DATA FOR THIS TASK:
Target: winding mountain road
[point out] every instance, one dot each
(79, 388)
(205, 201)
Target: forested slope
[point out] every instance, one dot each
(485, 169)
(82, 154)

TASK STATEMENT: Copy the data above word for word, reproducing every line without changes.

WORKED SOLUTION:
Target: winding mountain road
[point out] every instance, one dot each
(79, 388)
(205, 201)
Target: forested slope
[point out] every instance, one dot each
(485, 169)
(82, 154)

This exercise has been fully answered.